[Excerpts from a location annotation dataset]
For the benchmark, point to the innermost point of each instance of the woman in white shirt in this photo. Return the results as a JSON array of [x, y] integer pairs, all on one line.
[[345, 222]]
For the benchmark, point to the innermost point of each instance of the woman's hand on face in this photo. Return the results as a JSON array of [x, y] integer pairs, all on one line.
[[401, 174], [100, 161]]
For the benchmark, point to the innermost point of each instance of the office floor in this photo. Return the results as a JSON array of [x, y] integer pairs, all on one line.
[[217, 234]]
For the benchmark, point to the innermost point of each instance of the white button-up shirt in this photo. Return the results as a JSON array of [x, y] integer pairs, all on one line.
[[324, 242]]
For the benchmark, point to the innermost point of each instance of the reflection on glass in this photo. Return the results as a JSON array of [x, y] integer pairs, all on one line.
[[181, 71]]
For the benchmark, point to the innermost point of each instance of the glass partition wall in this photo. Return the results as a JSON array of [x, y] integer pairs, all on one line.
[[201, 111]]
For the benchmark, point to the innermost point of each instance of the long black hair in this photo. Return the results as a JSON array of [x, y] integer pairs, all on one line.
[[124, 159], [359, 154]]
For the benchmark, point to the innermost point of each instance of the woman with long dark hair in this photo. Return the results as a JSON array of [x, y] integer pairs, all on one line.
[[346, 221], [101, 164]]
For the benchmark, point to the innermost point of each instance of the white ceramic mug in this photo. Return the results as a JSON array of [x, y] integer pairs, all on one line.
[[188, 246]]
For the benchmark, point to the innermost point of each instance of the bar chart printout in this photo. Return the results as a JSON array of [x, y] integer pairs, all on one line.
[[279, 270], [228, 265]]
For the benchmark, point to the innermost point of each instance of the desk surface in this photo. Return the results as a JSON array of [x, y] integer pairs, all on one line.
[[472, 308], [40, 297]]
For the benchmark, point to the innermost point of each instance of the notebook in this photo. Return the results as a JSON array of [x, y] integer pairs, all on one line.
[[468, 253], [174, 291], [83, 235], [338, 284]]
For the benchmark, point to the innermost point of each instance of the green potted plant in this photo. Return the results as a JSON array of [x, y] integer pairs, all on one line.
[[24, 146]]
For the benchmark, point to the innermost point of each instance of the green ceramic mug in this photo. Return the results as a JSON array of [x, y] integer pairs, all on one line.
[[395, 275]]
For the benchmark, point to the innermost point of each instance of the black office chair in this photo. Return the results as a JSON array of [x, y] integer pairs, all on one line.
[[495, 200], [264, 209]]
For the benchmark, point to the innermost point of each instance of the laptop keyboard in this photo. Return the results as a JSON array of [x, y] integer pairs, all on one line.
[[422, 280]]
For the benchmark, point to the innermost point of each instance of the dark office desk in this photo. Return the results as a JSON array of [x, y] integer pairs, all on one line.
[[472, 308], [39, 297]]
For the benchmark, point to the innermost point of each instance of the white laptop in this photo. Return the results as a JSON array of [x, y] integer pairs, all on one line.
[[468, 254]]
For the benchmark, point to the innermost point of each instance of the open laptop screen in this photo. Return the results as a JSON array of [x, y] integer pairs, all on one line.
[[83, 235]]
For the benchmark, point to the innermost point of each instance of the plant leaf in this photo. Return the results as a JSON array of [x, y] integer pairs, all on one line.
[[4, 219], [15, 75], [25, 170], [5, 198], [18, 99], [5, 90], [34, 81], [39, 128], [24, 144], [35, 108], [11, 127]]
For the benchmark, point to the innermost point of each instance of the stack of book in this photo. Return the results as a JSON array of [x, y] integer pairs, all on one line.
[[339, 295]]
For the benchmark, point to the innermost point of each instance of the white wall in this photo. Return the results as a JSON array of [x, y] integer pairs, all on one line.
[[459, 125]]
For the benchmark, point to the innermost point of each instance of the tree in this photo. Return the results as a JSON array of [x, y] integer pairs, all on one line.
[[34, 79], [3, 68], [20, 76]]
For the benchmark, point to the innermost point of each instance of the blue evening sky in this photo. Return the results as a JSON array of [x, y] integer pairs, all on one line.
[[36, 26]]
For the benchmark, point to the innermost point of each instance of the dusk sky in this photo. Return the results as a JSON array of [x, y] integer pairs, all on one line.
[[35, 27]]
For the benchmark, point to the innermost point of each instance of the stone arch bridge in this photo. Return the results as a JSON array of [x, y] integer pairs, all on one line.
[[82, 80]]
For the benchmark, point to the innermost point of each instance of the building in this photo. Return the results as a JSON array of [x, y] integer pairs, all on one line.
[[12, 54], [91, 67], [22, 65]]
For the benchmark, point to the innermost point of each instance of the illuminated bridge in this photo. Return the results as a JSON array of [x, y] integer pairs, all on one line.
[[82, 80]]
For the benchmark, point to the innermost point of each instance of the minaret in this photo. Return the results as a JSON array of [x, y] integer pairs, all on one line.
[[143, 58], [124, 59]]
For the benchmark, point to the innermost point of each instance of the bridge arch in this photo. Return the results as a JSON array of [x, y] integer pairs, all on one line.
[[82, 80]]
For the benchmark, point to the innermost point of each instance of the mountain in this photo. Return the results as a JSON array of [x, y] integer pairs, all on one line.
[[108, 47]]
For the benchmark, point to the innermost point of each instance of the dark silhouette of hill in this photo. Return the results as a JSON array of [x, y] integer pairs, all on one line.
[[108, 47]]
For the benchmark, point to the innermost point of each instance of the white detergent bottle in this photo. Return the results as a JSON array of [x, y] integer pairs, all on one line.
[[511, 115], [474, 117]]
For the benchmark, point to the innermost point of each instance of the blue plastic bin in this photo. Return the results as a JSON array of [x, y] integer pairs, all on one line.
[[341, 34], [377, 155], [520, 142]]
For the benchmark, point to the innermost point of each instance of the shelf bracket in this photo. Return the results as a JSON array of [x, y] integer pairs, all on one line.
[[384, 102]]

| Problem details |
Reproduce every one of the lines above word for word.

| Problem solution |
For the benchmark, point to the innermost point of each instance of the woman in white shirt in this photo. Return the results as a JSON array of [x, y] integer pairs, all on one line.
[[345, 222]]
For the benchmark, point to the innermost point of each instance of the woman's hand on face in this photo. Return the results as a JSON array of [x, y] integer pairs, all on one line.
[[401, 174], [100, 161]]
For the benchmark, point to the innermost point of each instance of the office floor in this photo. Return the results as a JSON array of [x, y] integer pairs, all on one line.
[[217, 234]]
For the benchmark, point to the innermost point of each instance of the white button-up shirt in this photo. Return the results as a JSON array of [x, y] integer pairs, all on one line.
[[324, 242]]
For the benchmark, point to the innermost point of each instance of the reflection on glass in this photo. Return the results as a JSON array of [x, y] integer pairs, all on one line.
[[181, 71]]
For the benchmark, point to the innermost point of each instance of the glass partition wall in this photo. Return the results as a JSON array of [x, y] integer pairs, all on one line.
[[201, 111]]
For the benchmark, point to the innermost point of each instance of the long black hair in this photo. Return the results as a JSON array of [x, y] integer pairs, all on one line.
[[124, 159], [359, 154]]
For the benchmark, point to the innermost point of each instance of the woman with long dark hair in this photo. Return the results as a JSON array of [x, y] integer pairs, all on one line.
[[346, 221], [101, 164]]
For the benchmark, point to the innermost point of each instance of the white ceramic mug in this photo. Return the results as a JSON array of [x, y] integer pairs, all on one line.
[[188, 246]]
For the benchmark, point to the innermost point of each instance of the bar chart printout in this photo. Return the results as a JSON array of [x, y] integer pairs, all on one line.
[[279, 270], [228, 265]]
For the benchmark, point to the innermost point of each instance of the desk surface in this photo. Return the results as a JSON array of [x, y] integer pairs, all on one line.
[[472, 308], [40, 297]]
For the benchmark, point to the innermost point of each instance of the notebook in this photo. Return the results as a JSON array of [x, y] integer pairs, all on one line.
[[468, 253], [174, 291], [83, 235], [338, 284]]
For the benchmark, point to the innermost point of each instance of the green potted plant in this photo. Return the results as a JSON array of [x, y] integer pairs, all on one line.
[[24, 146]]
For the benchmark, point to the innermost point of each instance of the green ceramic mug in this photo. Return the results as a JSON array of [x, y] integer pairs, all on one line.
[[395, 275]]
For the benchmark, point to the innermost point of each instance of the black office chair in this photo. Return the results as a JSON array of [x, y] integer pairs, all on one line.
[[495, 200], [264, 209]]
For the benchmark, point to the innermost point of each instance of the laptop keyboard in this photo. Return the results as a JSON array of [x, y] integer pairs, all on one line.
[[422, 280]]
For the benchmark, point to the innermost point of each instance of the dark office desk in this photo. Return the results as a JSON array of [x, y] integer pairs, all on one line.
[[472, 308], [39, 297]]
For the benchmark, point to the innermost point of each instance of the white laptop in this photo. Return the results as a JSON array of [x, y] integer pairs, all on one line.
[[468, 254]]
For the benchmark, point to the innermost point of each instance of the open laptop screen in this photo. Return the results as a JSON array of [x, y] integer pairs, all on one line.
[[83, 235]]
For the benchmark, point to the innermost point of each instance of the plant leaf in this photo. Return the results as a JSON array of [x, y] integer pairs, all on one line.
[[4, 219], [15, 75], [25, 170], [5, 198], [18, 99], [5, 90], [34, 81], [39, 128], [24, 144], [35, 108], [11, 127]]
For the benchmark, point to the innermost point of each instance of the stack of book in this photo. Return the results as a JSON array of [x, y] integer pairs, all on one line.
[[339, 295]]
For the benchmark, point to the innermost point of each instance of the white wall in this photo. Return the results as a JSON array of [x, y] integer pairs, all on one line.
[[459, 125]]
For the benchmark, point to the innermost point of each instance of the tree in this photo. Return the results as a JSON array of [x, y] integer pairs, all on one line.
[[34, 79], [3, 68], [20, 76]]
For the benchmark, point to the innermost point of each instance of the blue evening sky in this photo. Return the results as a JSON array of [x, y] integer pairs, all on one line.
[[36, 26]]
For the benchmark, point to the innermost point of each instance of the dusk sky in this photo. Return the results as a JSON array of [x, y] integer pairs, all on one line.
[[35, 27]]
For the benchmark, point to the innermost point of each instance of the stone arch bridge in this photo. Return the results as a JSON array of [x, y] integer pairs, all on one line.
[[82, 80]]
For the benchmark, point to the innermost point of each instance of the building in this photo. Return the results as a JSON array of [x, y] integer pairs, all on one line.
[[12, 54], [91, 67], [22, 65]]
For the benchmark, point to the innermost point of each instance of the illuminated bridge in this photo. Return the results as a JSON array of [x, y] integer pairs, all on one line.
[[82, 80]]
For the benchmark, point to the innermost point of each instance of the minaret in this photo. Return the results as a JSON array of [x, y] integer pairs, all on one line.
[[143, 58], [124, 59]]
For the benchmark, point to the innermost point of each instance of the bridge arch in this photo. Return the results as a JSON array of [x, y] integer pairs, all on one line.
[[82, 80]]
For the benchmark, point to the innermost point of each instance of the mountain in this photo. Return the results as a JSON array of [x, y] integer pairs, all on one line.
[[108, 47]]
For the benchmark, point to the innermost point of each instance of the dark silhouette of hill in this photo. Return the results as a JSON array of [x, y] integer pairs, all on one line.
[[108, 47]]
For the benchmark, point to the innermost point of each instance of the white detergent bottle in this photo. Return the results as a JSON array of [x, y] integer pairs, all on one line.
[[511, 115], [474, 117]]
For the benchmark, point to the innermost point of each instance of the blue plastic bin in this photo. Return the results as a JSON array of [x, y] integer pairs, all on one line.
[[341, 34], [377, 155], [520, 142]]
For the benchmark, point to the innermost point of each instance of the shelf bracket in this photo. Return the results as a JSON array of [x, y] integer pairs, all on one line.
[[384, 102]]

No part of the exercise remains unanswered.